**SHORT PROBLEM**
Present every line of the rows below as a numbered list, omitting the blank lines.

**MATERIAL PROVIDED**
— start —

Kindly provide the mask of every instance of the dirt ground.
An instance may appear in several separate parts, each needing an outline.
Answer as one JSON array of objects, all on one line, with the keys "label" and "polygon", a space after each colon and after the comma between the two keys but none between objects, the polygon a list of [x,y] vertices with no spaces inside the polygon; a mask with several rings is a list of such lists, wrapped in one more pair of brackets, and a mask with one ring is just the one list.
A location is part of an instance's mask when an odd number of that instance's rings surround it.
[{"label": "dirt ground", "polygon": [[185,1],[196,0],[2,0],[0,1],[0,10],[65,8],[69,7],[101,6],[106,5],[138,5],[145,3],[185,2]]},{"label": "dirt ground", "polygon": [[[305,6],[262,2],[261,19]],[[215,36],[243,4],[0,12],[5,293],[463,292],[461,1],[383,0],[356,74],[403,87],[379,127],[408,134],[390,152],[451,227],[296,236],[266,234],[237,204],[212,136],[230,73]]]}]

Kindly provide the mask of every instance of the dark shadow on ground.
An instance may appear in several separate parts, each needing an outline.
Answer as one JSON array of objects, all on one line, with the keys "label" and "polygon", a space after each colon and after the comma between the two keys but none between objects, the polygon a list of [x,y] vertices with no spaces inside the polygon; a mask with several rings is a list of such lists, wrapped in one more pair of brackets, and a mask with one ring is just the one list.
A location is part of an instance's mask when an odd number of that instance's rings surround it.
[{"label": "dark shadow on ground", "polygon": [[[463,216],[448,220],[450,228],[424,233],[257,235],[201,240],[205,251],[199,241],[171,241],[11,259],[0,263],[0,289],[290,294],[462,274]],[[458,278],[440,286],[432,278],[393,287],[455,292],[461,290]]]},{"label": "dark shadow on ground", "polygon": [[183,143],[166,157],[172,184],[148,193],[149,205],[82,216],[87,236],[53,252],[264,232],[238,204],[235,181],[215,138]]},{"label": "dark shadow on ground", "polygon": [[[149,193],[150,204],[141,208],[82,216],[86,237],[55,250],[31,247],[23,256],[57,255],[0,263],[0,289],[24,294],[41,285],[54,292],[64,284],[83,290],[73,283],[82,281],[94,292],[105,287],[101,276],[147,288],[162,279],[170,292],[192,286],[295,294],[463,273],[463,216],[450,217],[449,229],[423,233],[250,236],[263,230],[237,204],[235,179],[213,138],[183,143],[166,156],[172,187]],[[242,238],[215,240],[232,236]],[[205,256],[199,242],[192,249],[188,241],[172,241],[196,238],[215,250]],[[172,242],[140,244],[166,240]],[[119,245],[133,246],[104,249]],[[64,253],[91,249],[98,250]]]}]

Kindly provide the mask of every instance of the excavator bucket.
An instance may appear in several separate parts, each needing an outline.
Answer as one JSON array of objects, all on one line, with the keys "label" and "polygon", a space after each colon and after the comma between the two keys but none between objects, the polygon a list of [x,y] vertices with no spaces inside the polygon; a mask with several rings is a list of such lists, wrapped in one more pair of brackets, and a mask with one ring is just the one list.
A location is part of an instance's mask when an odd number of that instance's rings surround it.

— end —

**WRITTEN REPLY**
1. Kindly provide the mask of every instance of the dirt ground.
2. An instance may appear in several separate parts, each needing an outline.
3. Answer as one JSON array of objects, all on one line, with the keys "label" and "polygon", a space after each colon and after the comma between the two keys but none between objects, the polygon a list of [x,y] vertices with no spaces inside the polygon; a mask with several rings is a list of such lists, wrapped in one more pair of brackets, and a mask with one ring is just the one list.
4. A location is part of an instance's mask when an odd number of that instance's rings surround it.
5. [{"label": "dirt ground", "polygon": [[185,1],[196,0],[2,0],[0,1],[0,10],[65,8],[69,7],[101,6],[106,5],[138,5],[145,3],[185,2]]},{"label": "dirt ground", "polygon": [[[305,6],[262,2],[261,19]],[[215,36],[243,4],[0,12],[5,293],[463,292],[461,1],[383,0],[356,74],[403,87],[379,127],[408,134],[390,152],[451,227],[296,236],[266,234],[237,204],[212,136],[230,73]]]}]
6. Kindly provide the mask of every instance of the dark shadow on ground.
7. An instance may appear in several separate parts, each needing an outline.
8. Answer as one JSON array of objects, all on one line, with the keys "label" and "polygon", a space after each colon and after the comma between the two keys but none between objects, the polygon a list of [x,y] vertices with no spaces inside the polygon; a mask with several rings is a list of such lists, wrapped in one more pair of brackets, and a mask with one ring is just the one list.
9. A location is part of an instance's mask when an odd number of that instance's rings surround it.
10. [{"label": "dark shadow on ground", "polygon": [[[463,216],[448,220],[450,228],[424,233],[257,235],[201,240],[205,251],[199,241],[171,241],[11,259],[0,263],[0,289],[290,294],[462,274]],[[458,278],[440,286],[432,278],[393,287],[455,292],[461,290]]]},{"label": "dark shadow on ground", "polygon": [[183,143],[166,157],[172,184],[148,193],[149,205],[82,216],[87,236],[53,252],[264,232],[238,204],[235,181],[215,138]]},{"label": "dark shadow on ground", "polygon": [[[149,193],[150,204],[141,208],[82,216],[86,237],[55,250],[31,247],[23,256],[57,255],[0,263],[0,289],[24,294],[41,285],[54,292],[64,284],[83,290],[73,283],[82,281],[94,292],[105,287],[101,276],[147,288],[162,279],[170,292],[192,286],[295,294],[463,273],[463,216],[450,217],[449,229],[423,233],[250,236],[263,230],[237,204],[235,179],[213,138],[183,143],[166,156],[172,187]],[[242,238],[215,240],[232,236]],[[205,256],[199,242],[192,249],[188,241],[172,241],[196,238],[215,250]],[[172,242],[140,244],[166,240]],[[119,245],[133,246],[104,249]],[[64,253],[91,249],[98,250]]]}]
11. Kindly provide the mask of every instance of the excavator bucket.
12. An instance may appear in several separate parts, each needing an outline.
13. Answer as one JSON array of objects, all on one line, with the keys "label" and "polygon", a space after each colon and after the comma between the two keys but none between objects, the polygon a list of [x,y] vertices with no spaces inside the polygon; a mask with several rings is a list of such lists, wrapped in one more pair of brackets, and a mask with one ring is just the one list.
14. A location is part of an instance's mask when an odd number of that instance's rings surround it.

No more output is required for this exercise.